• _EXERCISE REQUIREMENTS_: Starting at the line with "negative clicks: (104, 44) (78, 36)" and ending at the line with "positive clicks: (433, 173)", print exactly the lines of the entries below. Pictures do not belong in the copy.

[Stored data entries]
====

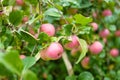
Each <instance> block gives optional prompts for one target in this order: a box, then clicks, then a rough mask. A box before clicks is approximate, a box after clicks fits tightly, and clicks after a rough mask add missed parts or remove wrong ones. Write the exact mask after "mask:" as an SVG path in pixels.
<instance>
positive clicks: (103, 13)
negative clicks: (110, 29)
mask: <svg viewBox="0 0 120 80" xmlns="http://www.w3.org/2000/svg"><path fill="white" fill-rule="evenodd" d="M102 15H103V16H111V15H112V12H111V10H110V9H105V10H104V11H103V12H102Z"/></svg>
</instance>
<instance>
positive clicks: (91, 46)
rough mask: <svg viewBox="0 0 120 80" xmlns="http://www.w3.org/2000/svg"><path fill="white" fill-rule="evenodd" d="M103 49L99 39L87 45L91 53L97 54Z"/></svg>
mask: <svg viewBox="0 0 120 80" xmlns="http://www.w3.org/2000/svg"><path fill="white" fill-rule="evenodd" d="M102 50H103V45H102V44H101V43H100V42H99V41H95V42H94V43H93V44H92V45H90V46H89V51H90V52H91V53H92V54H99V53H100V52H101V51H102Z"/></svg>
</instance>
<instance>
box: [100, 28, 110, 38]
mask: <svg viewBox="0 0 120 80" xmlns="http://www.w3.org/2000/svg"><path fill="white" fill-rule="evenodd" d="M109 34H110V31H109V30H108V29H103V30H101V31H100V32H99V36H100V37H102V38H106V37H108V36H109Z"/></svg>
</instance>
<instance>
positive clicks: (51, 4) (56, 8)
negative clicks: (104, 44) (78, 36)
mask: <svg viewBox="0 0 120 80" xmlns="http://www.w3.org/2000/svg"><path fill="white" fill-rule="evenodd" d="M48 2H49V3H50V4H51V5H52V6H54V7H55V8H56V9H57V10H58V12H59V14H60V15H61V17H62V19H64V20H65V23H66V24H68V21H67V20H66V19H65V17H64V15H63V14H62V13H61V11H60V10H59V9H58V8H57V7H56V6H55V5H54V4H53V3H52V2H50V1H49V0H48Z"/></svg>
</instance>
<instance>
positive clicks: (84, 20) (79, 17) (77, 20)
mask: <svg viewBox="0 0 120 80" xmlns="http://www.w3.org/2000/svg"><path fill="white" fill-rule="evenodd" d="M74 18H75V21H76V23H78V24H81V25H87V24H88V23H90V22H92V18H90V17H85V16H83V15H81V14H76V15H75V16H74Z"/></svg>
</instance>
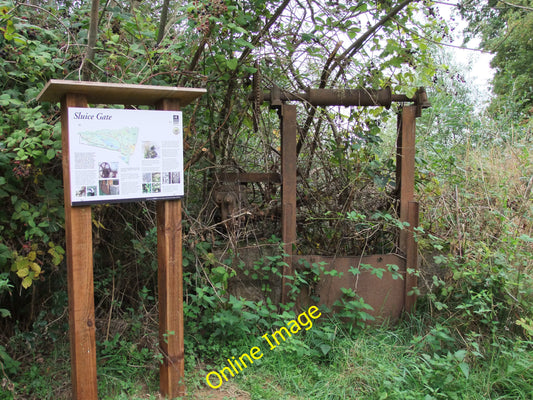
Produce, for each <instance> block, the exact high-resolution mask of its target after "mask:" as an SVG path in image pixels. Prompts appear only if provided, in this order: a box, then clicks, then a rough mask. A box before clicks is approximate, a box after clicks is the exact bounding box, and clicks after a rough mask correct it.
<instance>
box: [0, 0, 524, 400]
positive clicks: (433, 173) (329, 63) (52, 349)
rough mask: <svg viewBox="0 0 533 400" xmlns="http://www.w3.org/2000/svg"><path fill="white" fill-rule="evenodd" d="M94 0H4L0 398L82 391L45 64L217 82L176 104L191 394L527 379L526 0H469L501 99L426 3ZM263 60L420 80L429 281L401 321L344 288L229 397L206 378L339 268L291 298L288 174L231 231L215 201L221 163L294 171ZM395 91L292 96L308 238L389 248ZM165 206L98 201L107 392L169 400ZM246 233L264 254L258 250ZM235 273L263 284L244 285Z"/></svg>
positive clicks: (462, 385) (420, 195) (416, 2)
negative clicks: (66, 261) (291, 170)
mask: <svg viewBox="0 0 533 400" xmlns="http://www.w3.org/2000/svg"><path fill="white" fill-rule="evenodd" d="M92 3H93V4H95V5H99V8H98V11H99V12H98V14H95V13H94V12H93V11H91V10H92V9H91V2H88V1H76V2H74V1H25V2H20V1H0V86H1V88H2V91H1V94H0V200H1V202H2V207H1V208H0V235H1V241H0V399H9V400H11V399H69V398H71V392H70V361H69V344H68V335H67V332H68V317H67V313H68V310H67V282H66V273H65V260H64V256H65V250H64V249H65V242H64V231H63V225H64V212H63V190H62V183H61V141H60V123H59V106H58V105H57V104H38V103H37V102H36V101H35V98H36V96H37V94H38V93H39V91H40V90H41V89H42V88H43V87H44V85H45V83H46V82H47V81H48V80H49V79H52V78H64V79H74V80H77V79H79V78H80V77H82V76H83V77H85V78H86V79H91V80H95V81H101V82H124V83H137V84H155V85H168V86H176V85H178V86H189V87H206V88H207V89H208V92H207V94H206V96H204V97H203V98H202V99H201V100H200V101H199V102H198V103H196V104H192V105H190V106H189V107H188V108H186V109H184V110H183V111H184V113H183V115H184V118H185V121H184V136H186V138H185V139H186V144H185V164H186V168H187V170H186V189H185V190H186V193H187V196H186V197H185V199H184V201H183V207H184V221H183V231H184V247H183V257H184V260H183V261H184V285H185V287H184V293H185V305H184V312H185V324H186V326H185V341H186V343H185V349H186V379H187V386H188V390H189V392H190V395H189V396H188V397H189V398H191V399H195V398H197V399H204V398H210V397H211V398H215V399H217V398H218V399H221V398H223V397H224V396H227V398H237V399H240V400H242V399H270V398H276V399H428V400H429V399H530V398H532V397H533V372H532V371H533V243H532V242H533V205H532V190H533V178H532V176H533V136H532V126H533V123H532V122H531V120H530V113H529V111H528V109H529V108H530V107H531V104H530V103H531V87H530V86H531V84H530V80H531V73H530V67H531V62H529V60H530V57H531V52H530V51H529V47H530V45H531V43H529V42H530V41H529V42H528V40H529V38H530V36H531V35H530V34H529V33H530V31H531V23H530V22H531V15H532V14H531V10H530V8H531V5H530V3H527V2H522V3H514V2H513V4H510V3H509V2H498V3H495V4H494V2H490V3H489V4H488V5H484V4H481V5H479V4H478V3H475V4H474V3H472V4H470V3H468V4H467V2H464V3H463V4H462V7H463V8H462V9H461V10H462V12H463V13H464V14H465V15H466V16H468V17H469V18H470V21H471V30H472V32H481V33H482V35H483V37H482V39H483V43H482V46H483V47H484V48H485V49H489V50H491V51H495V52H496V53H497V55H496V58H495V61H494V65H495V66H496V67H498V70H497V74H496V77H495V81H494V85H495V92H496V95H497V96H496V97H495V98H494V100H493V101H492V104H491V107H490V108H489V110H490V111H489V112H484V111H483V110H482V107H481V106H480V105H479V104H477V103H476V102H475V101H474V100H473V98H474V95H473V94H472V88H470V87H469V86H468V84H467V83H466V82H465V81H464V79H463V77H462V71H460V70H459V69H458V68H457V67H455V66H454V65H453V63H451V62H450V61H449V59H448V57H447V56H446V55H443V53H442V51H441V50H440V49H439V47H438V44H439V43H440V42H442V41H443V40H446V39H447V37H448V36H449V28H448V26H447V25H446V21H444V20H443V19H442V18H441V17H439V16H438V12H437V9H436V7H435V5H434V4H433V3H431V2H428V1H420V2H416V1H411V2H410V1H404V2H398V1H388V2H375V3H367V2H359V3H351V2H347V3H346V2H327V3H326V2H323V1H314V0H313V1H308V2H307V3H306V4H305V5H304V4H303V3H300V2H292V1H266V0H247V1H244V2H224V1H219V0H213V1H202V0H195V1H190V2H187V1H184V2H168V1H164V2H163V1H160V2H137V1H101V2H98V1H96V2H94V1H93V2H92ZM344 3H346V4H344ZM508 3H509V4H508ZM480 10H481V11H482V12H478V11H480ZM500 38H502V39H505V40H500ZM528 57H529V58H528ZM528 68H529V69H528ZM258 71H260V72H261V74H262V76H263V80H262V82H263V83H262V86H261V89H264V90H268V89H270V88H271V86H272V84H274V83H275V84H277V85H278V86H280V87H281V88H282V89H283V90H287V91H292V92H303V91H304V90H305V87H307V86H312V87H321V88H338V87H349V88H355V87H360V86H363V87H369V88H379V87H384V86H390V87H391V88H392V90H393V91H394V92H395V93H405V94H408V95H412V94H413V93H414V92H415V91H416V89H417V86H420V85H425V86H427V90H428V96H429V98H430V100H431V102H432V108H430V109H428V110H424V112H423V116H422V118H420V119H419V120H418V121H417V141H418V143H417V160H416V161H417V173H416V174H417V175H416V189H417V197H418V200H419V202H420V205H421V209H420V211H421V221H420V227H419V228H417V231H416V237H417V241H418V244H419V253H420V254H419V258H420V259H421V268H420V275H419V283H420V284H419V288H418V289H417V290H418V291H419V292H420V297H419V301H418V303H417V308H416V312H414V313H413V314H412V315H408V316H404V317H403V318H402V319H401V320H400V321H399V322H398V323H397V324H390V325H389V324H382V325H378V326H367V324H366V322H367V321H372V317H371V316H370V314H369V306H368V304H366V303H365V301H364V299H361V298H359V297H358V296H357V294H356V293H355V292H354V291H353V290H352V289H350V288H344V289H343V294H344V297H343V298H342V299H341V301H339V303H338V304H337V305H338V307H339V312H338V313H337V314H336V315H335V316H329V315H328V316H326V313H325V311H326V310H324V309H322V312H324V316H323V317H321V318H320V319H319V320H317V321H315V322H316V323H315V324H314V325H313V328H312V329H309V330H308V331H305V332H300V333H299V334H298V335H294V336H293V337H291V338H290V339H289V340H287V341H286V342H285V343H283V344H282V345H281V346H279V347H278V348H276V349H274V350H273V351H268V352H265V354H264V357H262V358H261V359H260V360H257V362H255V363H254V365H253V367H250V368H248V369H246V370H245V371H244V372H243V373H242V374H239V375H238V376H235V377H234V378H231V379H230V381H228V382H225V383H224V384H223V386H222V387H221V388H220V389H218V391H215V390H211V389H209V388H208V387H207V385H206V384H205V376H206V374H207V373H208V372H209V371H212V370H216V369H218V368H221V366H222V365H224V363H225V362H226V359H227V358H228V357H232V356H240V355H241V354H242V353H244V352H246V351H248V350H249V349H250V348H251V347H253V346H257V345H258V344H259V343H261V339H260V338H261V335H263V334H264V333H265V332H271V331H272V330H277V329H279V328H280V327H282V326H285V325H286V323H287V322H288V321H290V320H291V319H294V317H295V316H296V315H298V314H299V312H300V310H298V309H295V307H294V305H295V303H296V300H297V298H298V295H299V294H300V293H302V292H304V293H308V294H310V298H311V299H313V301H314V300H315V299H314V298H313V297H312V296H313V289H314V287H315V285H316V284H317V282H318V281H319V280H320V277H321V276H323V275H325V274H326V271H325V270H324V266H322V265H320V264H316V263H315V264H312V263H311V264H310V263H306V262H302V263H300V264H299V265H298V271H297V273H296V274H295V275H294V276H291V277H287V279H288V281H289V286H290V300H289V303H287V304H278V302H277V301H276V300H273V299H276V298H278V297H276V293H275V290H276V287H279V281H280V280H281V278H282V272H283V267H284V266H285V263H284V257H283V251H282V248H283V247H282V246H281V243H280V239H279V236H280V233H279V232H280V229H279V215H278V213H277V210H279V203H280V190H279V187H278V186H276V185H271V184H267V183H257V184H253V185H249V190H248V191H246V192H243V193H245V197H246V202H245V204H244V210H243V215H246V217H245V218H242V219H238V220H236V221H234V222H235V223H234V224H233V225H232V224H227V223H224V221H221V216H220V211H219V210H218V209H217V207H216V205H215V202H214V200H213V198H214V193H213V191H214V190H215V189H216V186H217V180H216V176H217V175H218V174H219V173H222V172H238V171H239V172H242V171H245V172H280V171H279V146H280V138H279V130H278V117H277V116H276V115H275V113H274V112H271V111H268V110H267V109H266V107H264V108H261V113H258V112H257V110H258V107H257V106H258V105H257V104H255V105H254V104H251V103H253V102H250V100H249V97H248V96H249V94H250V93H251V92H252V80H253V76H252V75H253V74H254V73H257V72H258ZM396 107H397V106H393V107H392V109H391V110H386V109H384V108H366V109H358V108H352V109H351V110H349V111H346V112H345V111H342V112H341V110H339V109H317V108H314V107H311V106H308V105H300V106H299V108H298V113H299V114H298V115H299V120H298V124H299V136H298V139H299V143H298V153H299V159H298V168H299V174H300V176H299V179H298V183H297V192H298V200H299V204H298V205H299V210H298V226H299V232H298V235H299V239H298V243H297V244H296V249H295V251H296V252H297V253H300V254H309V253H312V252H314V253H315V254H323V255H346V254H373V253H385V252H388V251H393V250H394V248H395V243H396V242H395V241H396V238H397V234H398V230H399V229H402V224H401V223H400V222H399V221H398V220H397V218H396V211H395V207H394V202H395V193H394V183H395V182H394V181H395V179H396V178H395V160H394V143H393V142H394V140H395V133H391V132H392V131H394V130H395V126H396V122H395V118H394V112H395V111H397V108H396ZM154 221H155V207H154V204H153V203H151V202H147V203H143V202H142V203H135V204H120V205H114V206H107V205H98V206H95V207H93V234H94V264H95V265H94V274H95V305H96V328H97V342H98V344H97V348H98V354H97V366H98V376H99V383H98V384H99V396H100V397H101V398H103V399H132V398H133V399H134V398H138V399H141V398H142V399H147V398H152V399H155V398H156V393H157V390H158V370H159V363H160V362H161V361H162V359H163V355H162V354H161V353H160V351H159V348H158V343H157V330H158V328H157V257H156V229H155V227H154V224H155V222H154ZM346 232H349V233H350V234H349V235H347V234H346ZM247 248H253V249H255V250H256V251H257V252H256V253H254V254H252V256H251V257H250V256H249V255H248V258H247V257H245V250H246V249H247ZM393 267H394V266H389V269H390V270H391V272H394V268H393ZM360 268H361V269H365V268H367V269H371V266H364V265H361V266H360ZM352 270H353V273H357V269H356V268H353V269H352ZM371 272H372V273H374V274H375V275H376V276H378V277H379V276H381V275H382V274H383V272H384V271H383V270H382V269H377V268H376V269H373V270H372V269H371ZM327 274H330V275H335V274H337V272H336V271H328V272H327ZM239 278H242V279H246V281H245V282H246V289H250V290H251V292H250V293H252V294H251V295H250V296H246V298H245V296H240V295H235V294H234V292H232V285H235V284H236V281H237V279H239ZM398 279H400V278H399V277H398ZM217 396H218V397H217Z"/></svg>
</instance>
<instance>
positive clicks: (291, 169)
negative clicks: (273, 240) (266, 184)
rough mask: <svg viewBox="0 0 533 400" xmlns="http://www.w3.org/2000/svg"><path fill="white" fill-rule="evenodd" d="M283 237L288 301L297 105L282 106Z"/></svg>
mask: <svg viewBox="0 0 533 400" xmlns="http://www.w3.org/2000/svg"><path fill="white" fill-rule="evenodd" d="M280 113H281V182H282V183H281V185H282V191H281V203H282V206H281V207H282V208H281V223H282V227H281V230H282V232H281V237H282V240H283V246H284V251H285V253H286V254H287V255H288V257H286V260H285V262H286V263H287V266H286V267H284V268H283V278H282V282H281V283H282V288H281V302H282V303H286V302H287V301H288V297H287V295H288V287H287V279H286V278H285V277H286V276H289V275H292V272H293V271H292V255H293V251H292V249H293V246H294V245H295V244H296V161H297V154H296V106H294V105H287V104H283V105H282V106H281V110H280Z"/></svg>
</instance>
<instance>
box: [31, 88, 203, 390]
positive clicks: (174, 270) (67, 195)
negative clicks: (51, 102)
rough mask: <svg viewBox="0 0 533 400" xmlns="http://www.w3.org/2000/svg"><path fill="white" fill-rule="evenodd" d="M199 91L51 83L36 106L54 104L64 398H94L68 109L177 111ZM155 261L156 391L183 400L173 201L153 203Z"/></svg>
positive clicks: (81, 256) (91, 253) (93, 358)
mask: <svg viewBox="0 0 533 400" xmlns="http://www.w3.org/2000/svg"><path fill="white" fill-rule="evenodd" d="M205 92H206V90H205V89H191V88H177V87H165V86H145V85H126V84H108V83H97V82H77V81H63V80H51V81H50V82H48V83H47V85H46V86H45V88H44V89H43V90H42V92H41V93H40V94H39V96H38V98H37V100H38V101H43V102H44V101H46V102H61V135H62V154H63V185H64V193H65V234H66V253H67V270H68V299H69V326H70V351H71V368H72V370H71V374H72V386H73V388H72V397H73V399H77V400H93V399H95V400H96V399H97V398H98V393H97V378H96V340H95V315H94V314H95V311H94V282H93V246H92V226H91V224H92V218H91V206H90V205H83V206H75V207H73V206H72V205H71V196H70V191H71V187H70V168H69V162H70V154H69V135H68V132H69V128H68V109H69V108H70V107H87V106H88V104H124V105H151V106H155V107H156V108H157V109H159V110H167V111H174V110H179V108H180V107H183V106H185V105H187V104H189V103H190V102H192V101H193V100H195V99H197V98H198V97H200V96H201V95H202V94H203V93H205ZM157 258H158V264H159V267H158V283H159V343H160V350H161V352H162V354H163V363H162V365H161V367H160V391H161V394H162V395H163V396H166V397H169V398H174V397H177V396H183V395H184V394H185V386H184V385H183V383H182V382H181V379H182V378H183V376H184V342H183V279H182V278H183V275H182V237H181V200H180V199H171V200H159V201H157Z"/></svg>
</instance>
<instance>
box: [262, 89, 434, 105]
mask: <svg viewBox="0 0 533 400" xmlns="http://www.w3.org/2000/svg"><path fill="white" fill-rule="evenodd" d="M258 94H259V99H258V102H259V103H263V102H265V101H267V102H269V103H270V104H271V105H272V106H273V107H275V106H279V105H281V104H282V103H283V102H287V101H303V102H306V103H309V104H311V105H313V106H317V107H319V106H323V107H325V106H346V107H349V106H359V107H372V106H374V107H376V106H383V107H387V108H389V107H390V106H391V105H392V103H413V104H415V105H417V106H419V107H421V108H428V107H430V104H429V102H428V99H427V95H426V91H425V89H424V88H420V89H419V90H418V91H417V92H416V94H415V96H414V97H412V98H410V97H408V96H406V95H404V94H393V93H392V91H391V89H390V87H387V88H384V89H378V90H376V89H310V88H309V89H307V90H306V91H305V93H290V92H286V91H281V90H280V88H278V87H276V86H274V87H273V88H272V89H271V90H270V91H263V92H258Z"/></svg>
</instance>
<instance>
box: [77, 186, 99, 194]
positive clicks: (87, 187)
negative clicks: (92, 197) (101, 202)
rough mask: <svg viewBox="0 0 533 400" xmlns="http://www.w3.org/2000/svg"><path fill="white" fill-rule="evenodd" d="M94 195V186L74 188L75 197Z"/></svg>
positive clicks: (86, 186) (95, 191)
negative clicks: (76, 189) (77, 189)
mask: <svg viewBox="0 0 533 400" xmlns="http://www.w3.org/2000/svg"><path fill="white" fill-rule="evenodd" d="M94 196H96V186H82V187H81V188H79V189H78V190H76V197H94Z"/></svg>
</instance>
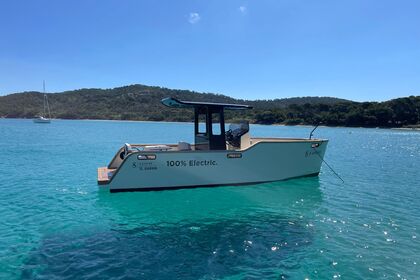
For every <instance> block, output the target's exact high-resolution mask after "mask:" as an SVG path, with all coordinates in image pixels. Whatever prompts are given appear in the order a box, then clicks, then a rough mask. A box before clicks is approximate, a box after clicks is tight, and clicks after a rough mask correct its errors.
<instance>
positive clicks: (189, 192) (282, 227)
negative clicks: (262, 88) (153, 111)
mask: <svg viewBox="0 0 420 280" xmlns="http://www.w3.org/2000/svg"><path fill="white" fill-rule="evenodd" d="M310 130H311V128H310V127H285V126H258V125H253V126H251V133H252V135H254V136H274V137H275V136H284V137H307V136H308V135H309V132H310ZM315 136H316V137H321V138H327V139H329V140H330V142H329V144H328V148H327V153H326V157H325V159H326V161H327V162H328V163H329V164H330V165H332V166H333V167H334V169H335V170H336V171H337V172H338V173H339V174H340V175H341V176H342V177H343V179H344V181H345V183H344V184H343V183H341V181H340V180H339V179H338V178H337V177H335V176H334V174H333V173H332V172H331V171H330V170H329V169H328V168H327V167H326V166H325V165H323V167H322V171H321V174H320V175H319V177H313V178H304V179H296V180H290V181H284V182H276V183H269V184H261V185H255V186H246V187H219V188H202V189H184V190H176V191H162V192H141V193H118V194H110V193H109V192H108V191H106V190H104V189H100V188H98V186H97V184H96V168H97V167H99V166H105V165H106V164H108V162H109V161H110V160H111V158H112V157H113V156H114V153H115V152H116V150H117V149H118V148H119V147H120V146H121V145H122V144H123V143H125V142H128V143H130V142H131V143H142V142H143V143H153V142H159V143H161V142H166V143H171V142H178V141H188V142H192V140H193V138H192V124H189V123H147V122H117V121H65V120H54V121H53V122H52V123H51V124H49V125H45V124H34V123H32V121H31V120H12V119H10V120H8V119H5V120H0V151H1V152H0V170H1V173H0V174H1V175H0V178H1V180H0V191H1V192H0V211H1V213H2V214H1V217H2V219H1V222H0V279H34V278H35V279H51V278H54V279H60V278H68V279H75V278H85V279H96V278H102V279H104V278H106V279H113V278H115V279H117V278H118V279H120V278H121V277H122V276H125V277H126V278H133V279H134V278H135V279H139V278H140V279H174V278H180V279H220V278H225V279H241V278H248V279H249V278H251V279H253V278H255V279H305V278H308V279H339V278H342V279H367V278H371V279H415V278H417V277H418V275H419V274H420V268H419V264H418V263H419V261H420V260H419V255H420V244H419V238H418V236H419V227H420V214H419V213H420V192H419V189H420V180H419V168H420V144H419V143H420V133H419V132H415V131H397V130H383V129H362V128H326V127H320V128H318V130H317V131H316V132H315Z"/></svg>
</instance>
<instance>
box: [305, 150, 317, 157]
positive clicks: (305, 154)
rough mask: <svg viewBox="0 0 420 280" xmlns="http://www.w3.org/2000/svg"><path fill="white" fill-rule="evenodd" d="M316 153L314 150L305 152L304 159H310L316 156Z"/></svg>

====

• _TASK ANSWER_:
negative clicks: (104, 44) (78, 36)
mask: <svg viewBox="0 0 120 80" xmlns="http://www.w3.org/2000/svg"><path fill="white" fill-rule="evenodd" d="M48 2H49V3H50V4H51V5H52V6H54V7H55V8H56V9H57V10H58V12H59V14H60V15H61V17H62V19H64V20H65V23H66V24H68V21H67V20H66V19H65V17H64V15H63V14H62V13H61V11H60V10H59V9H58V8H57V7H56V6H55V5H54V4H53V3H52V2H50V1H49V0H48Z"/></svg>
</instance>
<instance>
positive clicks: (84, 20) (79, 17) (77, 20)
mask: <svg viewBox="0 0 120 80" xmlns="http://www.w3.org/2000/svg"><path fill="white" fill-rule="evenodd" d="M74 18H75V21H76V23H78V24H81V25H87V24H88V23H90V22H92V18H90V17H85V16H83V15H81V14H76V15H75V16H74Z"/></svg>
</instance>
Produce, for each <instance> block, the exact high-resolution mask of its target after "mask:" as an SVG path in image pixels. Prompts appear only if provided, in this order: a box, then clicks, then a rough mask. A box before clicks is approximate, a box after clicks is the exact bounding box, and clicks after a rough mask correct it.
<instance>
box: [0, 0, 524, 400]
positive clicks: (433, 173) (329, 63) (52, 349)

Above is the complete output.